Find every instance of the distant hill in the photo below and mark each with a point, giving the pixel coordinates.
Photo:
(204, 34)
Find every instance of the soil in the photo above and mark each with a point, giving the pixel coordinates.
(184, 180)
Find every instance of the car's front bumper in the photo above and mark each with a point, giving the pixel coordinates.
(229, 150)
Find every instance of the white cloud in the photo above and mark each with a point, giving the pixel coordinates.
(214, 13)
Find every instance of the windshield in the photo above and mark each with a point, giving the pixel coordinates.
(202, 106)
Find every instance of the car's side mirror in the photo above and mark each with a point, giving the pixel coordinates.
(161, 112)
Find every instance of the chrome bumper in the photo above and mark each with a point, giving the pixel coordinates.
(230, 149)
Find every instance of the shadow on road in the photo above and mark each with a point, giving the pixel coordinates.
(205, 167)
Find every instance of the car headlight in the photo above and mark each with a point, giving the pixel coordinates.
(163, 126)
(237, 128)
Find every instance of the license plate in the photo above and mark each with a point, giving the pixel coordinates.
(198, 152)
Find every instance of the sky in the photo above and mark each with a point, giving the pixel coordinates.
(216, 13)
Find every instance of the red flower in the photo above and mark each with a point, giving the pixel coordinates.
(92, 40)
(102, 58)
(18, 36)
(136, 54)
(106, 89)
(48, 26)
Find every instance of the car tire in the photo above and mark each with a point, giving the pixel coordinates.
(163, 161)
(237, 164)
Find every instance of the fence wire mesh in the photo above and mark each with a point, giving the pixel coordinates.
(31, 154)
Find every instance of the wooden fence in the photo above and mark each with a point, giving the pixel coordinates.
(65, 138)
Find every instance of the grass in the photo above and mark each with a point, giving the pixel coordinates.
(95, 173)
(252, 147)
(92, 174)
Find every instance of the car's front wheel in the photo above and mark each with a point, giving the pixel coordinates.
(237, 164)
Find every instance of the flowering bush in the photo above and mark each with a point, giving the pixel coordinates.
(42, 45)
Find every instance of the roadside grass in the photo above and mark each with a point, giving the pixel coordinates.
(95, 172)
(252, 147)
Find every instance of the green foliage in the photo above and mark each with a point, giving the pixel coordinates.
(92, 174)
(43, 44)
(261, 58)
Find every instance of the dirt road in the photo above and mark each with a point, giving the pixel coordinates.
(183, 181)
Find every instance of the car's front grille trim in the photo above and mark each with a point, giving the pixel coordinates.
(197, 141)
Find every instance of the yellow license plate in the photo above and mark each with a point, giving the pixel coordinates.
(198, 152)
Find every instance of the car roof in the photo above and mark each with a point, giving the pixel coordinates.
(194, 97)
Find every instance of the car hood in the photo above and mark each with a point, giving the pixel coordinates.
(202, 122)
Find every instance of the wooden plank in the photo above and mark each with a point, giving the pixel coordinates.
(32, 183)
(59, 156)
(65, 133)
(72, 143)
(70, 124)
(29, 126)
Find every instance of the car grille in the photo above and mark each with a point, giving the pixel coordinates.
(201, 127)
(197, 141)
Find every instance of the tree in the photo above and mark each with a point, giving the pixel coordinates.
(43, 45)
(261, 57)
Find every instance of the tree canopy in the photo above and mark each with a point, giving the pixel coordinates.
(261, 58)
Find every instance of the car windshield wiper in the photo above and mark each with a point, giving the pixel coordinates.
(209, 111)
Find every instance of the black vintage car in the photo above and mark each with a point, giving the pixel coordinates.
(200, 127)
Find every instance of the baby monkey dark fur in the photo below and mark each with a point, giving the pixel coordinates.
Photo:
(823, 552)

━━━━━━━━━━━━━━━━

## [Task goal]
A complete and exact reproduction of the data is needed.

## [Output of the task]
Find every instance of the distant hill in the photo below and mark each with a point, giving the pixel coordinates.
Photo:
(204, 34)
Find every instance of the soil in the photo above and mark each with a point, giving the pixel coordinates.
(184, 180)
Find every instance of the car's front bumper in the photo above and mark each with a point, giving the pixel coordinates.
(229, 150)
Find every instance of the white cloud in the photo above and mark each with a point, giving the pixel coordinates.
(214, 13)
Find every instance of the windshield in the photo above and mark each with a point, giving the pixel coordinates.
(202, 106)
Find every instance of the car's side mirror in the photo above and mark each with a point, giving the pixel coordinates.
(161, 112)
Find every instance of the chrome bumper in the photo above and mark each with a point, giving the pixel coordinates.
(230, 149)
Find every instance of the shadow on road in the photo above and mark each with a point, giving the pixel coordinates.
(205, 167)
Find every instance of the car headlight in the photo above and mark each with a point, giving the pixel coordinates.
(163, 126)
(237, 128)
Find every instance of the license plate in the photo above and mark each with a point, giving the pixel coordinates.
(198, 152)
Find every instance of the sky in the photo above and mark each with a point, giving the pixel coordinates.
(216, 13)
Find every instance of the red flower in the photo above and mark each with a point, giving the pixel coordinates.
(92, 40)
(102, 58)
(18, 36)
(136, 54)
(106, 89)
(48, 26)
Find every instance of the car tire in the photo above and mark each with a point, giving the pixel coordinates.
(163, 161)
(237, 164)
Find every instance of the fence wire mesh in the photo above and mark each with a point, giving the pixel coordinates.
(31, 154)
Find every instance of the wooden fence in the photo above and mark each with a point, giving the pixel coordinates.
(65, 138)
Find every instance of the grass in the photo above and mark each with a point, giving the pixel coordinates.
(95, 173)
(252, 147)
(92, 174)
Find every instance of the car's front wheel in the photo above and mark each with a point, giving the pixel coordinates.
(237, 164)
Find every instance of the flowering bush in the photo above and mark each with a point, giving the pixel coordinates.
(42, 45)
Find every instance of the roadside grass in the photo above and mark each with a point, giving the pixel coordinates.
(95, 172)
(252, 147)
Find every instance of the green foliage in the photo above and mark each with a point, giving the pixel coordinates.
(92, 174)
(43, 44)
(261, 58)
Find every instance of the dirt road in the photo above and mark each with a point, giving the pixel coordinates.
(183, 181)
Find every instance of the car's front grille trim in the photo above and mark each with a point, giving the pixel coordinates.
(197, 141)
Find every instance of the yellow license plate in the photo above and mark each with a point, giving the pixel coordinates.
(198, 152)
Find every instance of the car roof in the photo above and mark each with a point, giving the pixel coordinates.
(194, 97)
Find every instance of the car hood in the photo above and mark each with a point, giving the pixel coordinates.
(202, 122)
Find every instance of the wooden plank in the photo above and mark each with a point, giving the pixel coordinates.
(32, 183)
(59, 156)
(65, 133)
(72, 143)
(70, 124)
(29, 126)
Find every instance of the car grille in the photo above and mark each with a point, giving the pixel coordinates.
(201, 127)
(197, 141)
Find every instance of the tree in the photo above and mark each with a point, giving the pixel coordinates.
(43, 45)
(261, 57)
Find every instance of the tree canopy in the photo above and mark each with a point, giving the pixel coordinates.
(261, 58)
Find every instance of the car windshield wiper in the photo above and mark each with a point, giving the pixel coordinates.
(209, 111)
Find every instance of the black vintage car in the photo above and mark each with a point, giving the pixel coordinates.
(200, 127)
Find every instance of the baby monkey dark fur in the photo below and mark each with a point, giving the pixel coordinates.
Photo:
(823, 552)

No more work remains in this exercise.